**What the task requires**
Please count the lines in the rows below that contain the string "tree" and reply with that number alone.

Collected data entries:

--- Start ---

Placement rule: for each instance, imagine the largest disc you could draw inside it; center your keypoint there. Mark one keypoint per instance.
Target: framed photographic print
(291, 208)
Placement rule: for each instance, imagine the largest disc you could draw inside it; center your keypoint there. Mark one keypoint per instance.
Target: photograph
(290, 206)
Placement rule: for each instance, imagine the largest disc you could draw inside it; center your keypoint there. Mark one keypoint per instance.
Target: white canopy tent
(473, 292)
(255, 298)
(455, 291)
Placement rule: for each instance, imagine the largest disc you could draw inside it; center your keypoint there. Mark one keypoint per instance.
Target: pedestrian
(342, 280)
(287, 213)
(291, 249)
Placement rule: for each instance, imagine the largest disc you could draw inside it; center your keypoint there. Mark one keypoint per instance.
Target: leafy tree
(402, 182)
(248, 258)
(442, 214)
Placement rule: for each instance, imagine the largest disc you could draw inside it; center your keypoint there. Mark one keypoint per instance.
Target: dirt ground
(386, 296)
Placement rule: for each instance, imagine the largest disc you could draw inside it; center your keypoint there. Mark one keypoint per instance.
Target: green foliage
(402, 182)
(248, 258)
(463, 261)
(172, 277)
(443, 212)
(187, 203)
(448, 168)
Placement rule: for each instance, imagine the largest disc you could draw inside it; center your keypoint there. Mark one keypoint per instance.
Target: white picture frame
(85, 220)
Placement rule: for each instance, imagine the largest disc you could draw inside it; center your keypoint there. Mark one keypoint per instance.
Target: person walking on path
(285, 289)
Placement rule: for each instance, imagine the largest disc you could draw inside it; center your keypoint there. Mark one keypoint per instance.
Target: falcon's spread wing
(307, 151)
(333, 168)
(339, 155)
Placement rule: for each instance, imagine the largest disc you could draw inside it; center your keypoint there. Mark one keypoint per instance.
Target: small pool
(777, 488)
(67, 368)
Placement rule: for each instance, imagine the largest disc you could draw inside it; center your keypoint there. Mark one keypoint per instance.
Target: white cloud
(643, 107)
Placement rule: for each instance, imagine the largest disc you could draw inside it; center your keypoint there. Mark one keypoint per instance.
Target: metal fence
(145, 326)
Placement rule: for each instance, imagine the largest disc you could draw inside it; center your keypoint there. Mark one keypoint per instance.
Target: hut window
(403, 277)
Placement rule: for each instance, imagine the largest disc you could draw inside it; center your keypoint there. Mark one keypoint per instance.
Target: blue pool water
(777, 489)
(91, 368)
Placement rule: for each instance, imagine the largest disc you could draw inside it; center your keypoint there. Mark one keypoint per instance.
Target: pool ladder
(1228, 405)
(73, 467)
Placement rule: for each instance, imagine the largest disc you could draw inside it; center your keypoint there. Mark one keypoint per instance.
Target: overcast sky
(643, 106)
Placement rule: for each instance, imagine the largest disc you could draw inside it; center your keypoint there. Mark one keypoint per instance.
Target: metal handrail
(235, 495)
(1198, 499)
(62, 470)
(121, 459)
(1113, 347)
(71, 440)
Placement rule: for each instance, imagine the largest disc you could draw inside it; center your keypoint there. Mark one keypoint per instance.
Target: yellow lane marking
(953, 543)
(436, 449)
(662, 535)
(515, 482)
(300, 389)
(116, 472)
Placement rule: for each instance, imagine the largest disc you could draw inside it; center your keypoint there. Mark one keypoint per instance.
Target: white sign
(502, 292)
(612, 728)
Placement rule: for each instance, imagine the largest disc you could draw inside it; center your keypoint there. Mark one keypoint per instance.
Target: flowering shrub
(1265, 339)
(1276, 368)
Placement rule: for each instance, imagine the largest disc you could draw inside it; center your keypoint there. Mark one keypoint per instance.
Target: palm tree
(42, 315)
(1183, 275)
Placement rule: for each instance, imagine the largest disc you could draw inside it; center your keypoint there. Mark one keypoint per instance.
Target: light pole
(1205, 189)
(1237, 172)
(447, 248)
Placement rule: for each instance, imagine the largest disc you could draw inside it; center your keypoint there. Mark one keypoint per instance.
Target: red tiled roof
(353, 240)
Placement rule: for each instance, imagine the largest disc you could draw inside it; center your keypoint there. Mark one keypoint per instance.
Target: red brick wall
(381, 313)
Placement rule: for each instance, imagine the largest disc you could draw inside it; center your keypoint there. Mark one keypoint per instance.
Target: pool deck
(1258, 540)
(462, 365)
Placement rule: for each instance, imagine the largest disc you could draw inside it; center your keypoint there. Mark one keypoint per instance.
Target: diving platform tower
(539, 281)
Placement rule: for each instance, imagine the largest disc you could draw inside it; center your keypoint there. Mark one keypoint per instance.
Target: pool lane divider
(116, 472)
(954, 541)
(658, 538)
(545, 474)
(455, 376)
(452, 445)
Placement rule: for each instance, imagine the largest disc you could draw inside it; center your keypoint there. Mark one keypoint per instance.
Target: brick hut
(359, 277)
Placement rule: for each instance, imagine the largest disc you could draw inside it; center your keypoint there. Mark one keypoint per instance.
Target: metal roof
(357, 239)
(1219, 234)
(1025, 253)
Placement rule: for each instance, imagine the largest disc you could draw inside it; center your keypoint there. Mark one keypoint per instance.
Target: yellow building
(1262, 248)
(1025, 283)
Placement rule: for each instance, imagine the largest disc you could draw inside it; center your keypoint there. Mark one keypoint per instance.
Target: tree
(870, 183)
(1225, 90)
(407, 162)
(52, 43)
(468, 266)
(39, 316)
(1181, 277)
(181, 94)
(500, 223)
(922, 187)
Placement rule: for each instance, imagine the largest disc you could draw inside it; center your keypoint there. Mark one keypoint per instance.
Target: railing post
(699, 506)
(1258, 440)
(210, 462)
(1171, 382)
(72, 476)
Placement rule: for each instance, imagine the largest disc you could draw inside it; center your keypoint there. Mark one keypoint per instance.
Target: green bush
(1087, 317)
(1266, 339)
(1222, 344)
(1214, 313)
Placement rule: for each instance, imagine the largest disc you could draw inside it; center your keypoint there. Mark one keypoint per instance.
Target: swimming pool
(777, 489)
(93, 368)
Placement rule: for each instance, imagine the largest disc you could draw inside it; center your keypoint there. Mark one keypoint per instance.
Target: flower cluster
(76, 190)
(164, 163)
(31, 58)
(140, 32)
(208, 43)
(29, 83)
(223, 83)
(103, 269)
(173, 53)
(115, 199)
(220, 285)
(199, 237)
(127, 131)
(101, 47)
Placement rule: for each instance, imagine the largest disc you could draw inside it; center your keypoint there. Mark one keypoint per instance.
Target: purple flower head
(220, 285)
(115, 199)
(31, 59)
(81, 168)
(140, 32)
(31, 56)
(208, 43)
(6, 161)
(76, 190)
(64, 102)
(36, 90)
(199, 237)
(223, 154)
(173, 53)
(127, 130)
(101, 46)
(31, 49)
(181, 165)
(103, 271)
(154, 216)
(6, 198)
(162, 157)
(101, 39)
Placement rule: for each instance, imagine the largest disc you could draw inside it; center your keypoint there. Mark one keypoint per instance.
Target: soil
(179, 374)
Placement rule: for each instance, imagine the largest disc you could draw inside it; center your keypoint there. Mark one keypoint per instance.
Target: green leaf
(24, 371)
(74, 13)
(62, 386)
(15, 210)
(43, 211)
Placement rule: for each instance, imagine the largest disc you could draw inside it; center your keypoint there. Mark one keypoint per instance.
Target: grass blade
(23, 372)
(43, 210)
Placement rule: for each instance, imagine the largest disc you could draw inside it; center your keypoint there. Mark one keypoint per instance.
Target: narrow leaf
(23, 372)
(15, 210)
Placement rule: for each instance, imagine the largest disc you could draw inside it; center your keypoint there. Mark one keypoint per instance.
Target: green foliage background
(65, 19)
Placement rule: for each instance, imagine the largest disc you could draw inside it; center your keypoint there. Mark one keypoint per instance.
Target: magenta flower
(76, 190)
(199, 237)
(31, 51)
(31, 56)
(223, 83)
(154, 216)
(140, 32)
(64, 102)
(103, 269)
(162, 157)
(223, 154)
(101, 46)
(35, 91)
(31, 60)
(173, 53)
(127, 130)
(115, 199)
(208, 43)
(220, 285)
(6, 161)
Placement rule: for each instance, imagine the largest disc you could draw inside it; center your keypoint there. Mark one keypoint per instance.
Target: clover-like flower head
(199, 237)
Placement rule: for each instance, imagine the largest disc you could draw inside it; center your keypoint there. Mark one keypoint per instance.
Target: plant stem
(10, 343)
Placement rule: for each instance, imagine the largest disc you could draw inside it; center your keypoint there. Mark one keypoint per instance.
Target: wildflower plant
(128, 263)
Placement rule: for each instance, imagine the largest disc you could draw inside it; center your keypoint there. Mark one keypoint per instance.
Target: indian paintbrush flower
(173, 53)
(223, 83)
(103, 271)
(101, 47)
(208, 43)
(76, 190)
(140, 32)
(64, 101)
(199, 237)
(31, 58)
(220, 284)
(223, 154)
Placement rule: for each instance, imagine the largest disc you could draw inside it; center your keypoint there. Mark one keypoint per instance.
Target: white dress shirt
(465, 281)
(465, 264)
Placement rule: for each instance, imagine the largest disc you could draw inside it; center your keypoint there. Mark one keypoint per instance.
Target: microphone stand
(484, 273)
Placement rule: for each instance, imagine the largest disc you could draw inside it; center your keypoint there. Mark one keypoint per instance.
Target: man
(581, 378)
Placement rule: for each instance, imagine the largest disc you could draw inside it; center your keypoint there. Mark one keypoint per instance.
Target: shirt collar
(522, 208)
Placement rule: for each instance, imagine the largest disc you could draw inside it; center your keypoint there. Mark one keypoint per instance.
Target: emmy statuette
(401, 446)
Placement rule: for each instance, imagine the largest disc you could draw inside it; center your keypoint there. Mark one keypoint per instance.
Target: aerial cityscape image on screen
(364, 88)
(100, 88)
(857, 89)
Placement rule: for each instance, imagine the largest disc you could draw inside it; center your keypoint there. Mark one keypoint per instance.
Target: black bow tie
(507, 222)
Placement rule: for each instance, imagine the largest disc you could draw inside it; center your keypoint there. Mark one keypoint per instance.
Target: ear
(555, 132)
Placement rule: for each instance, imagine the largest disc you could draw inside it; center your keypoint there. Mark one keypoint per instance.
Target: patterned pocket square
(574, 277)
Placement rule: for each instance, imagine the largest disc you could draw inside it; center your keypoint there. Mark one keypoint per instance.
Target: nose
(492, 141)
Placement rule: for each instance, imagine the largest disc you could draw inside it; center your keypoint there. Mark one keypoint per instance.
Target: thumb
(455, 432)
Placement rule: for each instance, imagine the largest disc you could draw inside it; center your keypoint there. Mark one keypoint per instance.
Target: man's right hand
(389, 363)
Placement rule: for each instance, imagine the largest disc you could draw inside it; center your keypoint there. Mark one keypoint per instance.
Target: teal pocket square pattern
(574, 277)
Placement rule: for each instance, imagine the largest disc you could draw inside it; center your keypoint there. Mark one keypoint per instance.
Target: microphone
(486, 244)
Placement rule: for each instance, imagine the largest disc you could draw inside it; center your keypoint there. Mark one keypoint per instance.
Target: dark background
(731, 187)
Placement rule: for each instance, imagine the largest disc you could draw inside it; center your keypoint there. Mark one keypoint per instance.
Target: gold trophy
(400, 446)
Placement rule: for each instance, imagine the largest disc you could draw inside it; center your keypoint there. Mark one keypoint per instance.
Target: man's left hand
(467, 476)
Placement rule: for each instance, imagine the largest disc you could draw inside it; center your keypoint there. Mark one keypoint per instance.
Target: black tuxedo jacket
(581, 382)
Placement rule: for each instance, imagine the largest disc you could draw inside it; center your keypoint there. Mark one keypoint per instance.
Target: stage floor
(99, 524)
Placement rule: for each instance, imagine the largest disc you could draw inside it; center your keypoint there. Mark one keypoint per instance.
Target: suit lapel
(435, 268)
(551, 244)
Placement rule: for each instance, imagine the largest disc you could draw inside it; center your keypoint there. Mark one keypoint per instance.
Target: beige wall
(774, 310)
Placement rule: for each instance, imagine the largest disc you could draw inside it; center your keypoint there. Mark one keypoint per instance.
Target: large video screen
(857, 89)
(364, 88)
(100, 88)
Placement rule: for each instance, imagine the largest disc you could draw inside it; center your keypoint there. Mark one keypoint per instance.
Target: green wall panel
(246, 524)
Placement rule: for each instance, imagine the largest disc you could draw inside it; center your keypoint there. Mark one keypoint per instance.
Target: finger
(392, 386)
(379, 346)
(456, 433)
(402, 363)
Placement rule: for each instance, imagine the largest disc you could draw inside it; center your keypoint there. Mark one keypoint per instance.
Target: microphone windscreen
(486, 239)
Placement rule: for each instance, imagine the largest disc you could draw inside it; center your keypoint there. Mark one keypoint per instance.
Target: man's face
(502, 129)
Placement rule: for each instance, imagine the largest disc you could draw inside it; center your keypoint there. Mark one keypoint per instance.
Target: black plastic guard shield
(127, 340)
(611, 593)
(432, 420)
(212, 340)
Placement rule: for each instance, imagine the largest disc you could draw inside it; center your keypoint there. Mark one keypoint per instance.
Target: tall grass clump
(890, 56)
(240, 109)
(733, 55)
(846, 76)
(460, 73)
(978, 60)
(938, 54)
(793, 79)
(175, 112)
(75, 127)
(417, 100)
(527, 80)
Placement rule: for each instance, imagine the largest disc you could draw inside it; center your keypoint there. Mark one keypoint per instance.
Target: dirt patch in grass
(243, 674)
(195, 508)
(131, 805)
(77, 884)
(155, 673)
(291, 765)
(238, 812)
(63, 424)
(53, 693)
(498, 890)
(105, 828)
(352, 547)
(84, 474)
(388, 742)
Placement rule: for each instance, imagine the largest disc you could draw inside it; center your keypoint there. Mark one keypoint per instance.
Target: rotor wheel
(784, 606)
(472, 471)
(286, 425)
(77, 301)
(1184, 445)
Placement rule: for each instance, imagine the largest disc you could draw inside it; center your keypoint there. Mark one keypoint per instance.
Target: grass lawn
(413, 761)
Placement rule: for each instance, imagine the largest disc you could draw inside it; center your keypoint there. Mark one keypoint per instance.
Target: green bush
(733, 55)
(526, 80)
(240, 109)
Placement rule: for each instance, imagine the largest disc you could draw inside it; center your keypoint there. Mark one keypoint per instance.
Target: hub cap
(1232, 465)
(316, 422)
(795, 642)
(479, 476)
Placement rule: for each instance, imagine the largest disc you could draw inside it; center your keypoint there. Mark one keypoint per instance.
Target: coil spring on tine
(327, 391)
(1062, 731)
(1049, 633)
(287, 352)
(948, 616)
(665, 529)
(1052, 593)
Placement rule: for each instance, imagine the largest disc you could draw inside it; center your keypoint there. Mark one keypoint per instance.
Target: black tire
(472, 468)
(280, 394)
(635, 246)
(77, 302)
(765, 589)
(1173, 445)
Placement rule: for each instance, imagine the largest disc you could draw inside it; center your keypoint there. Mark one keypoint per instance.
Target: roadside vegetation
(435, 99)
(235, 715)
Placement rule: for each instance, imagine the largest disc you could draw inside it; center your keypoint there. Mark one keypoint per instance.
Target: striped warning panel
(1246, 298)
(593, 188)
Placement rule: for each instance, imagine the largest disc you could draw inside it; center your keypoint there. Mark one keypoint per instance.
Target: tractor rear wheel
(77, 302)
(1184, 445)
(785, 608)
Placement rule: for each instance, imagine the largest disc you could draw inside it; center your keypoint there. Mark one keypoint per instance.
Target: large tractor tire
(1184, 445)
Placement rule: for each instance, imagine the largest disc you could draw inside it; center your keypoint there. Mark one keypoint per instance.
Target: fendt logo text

--- End ---

**Full response**
3